**Given instruction:** Rewrite every line of the entries below as a numbered list, skipping any blank lines.

Excerpts from a location annotation dataset

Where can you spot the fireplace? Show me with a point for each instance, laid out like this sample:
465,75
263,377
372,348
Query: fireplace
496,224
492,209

**Task result:**
1. Where can you spot the fireplace? Show me with a point for each instance, laid out like this sample:
2. 465,75
3. 263,377
4. 372,348
5. Query: fireplace
6. 496,224
7. 492,209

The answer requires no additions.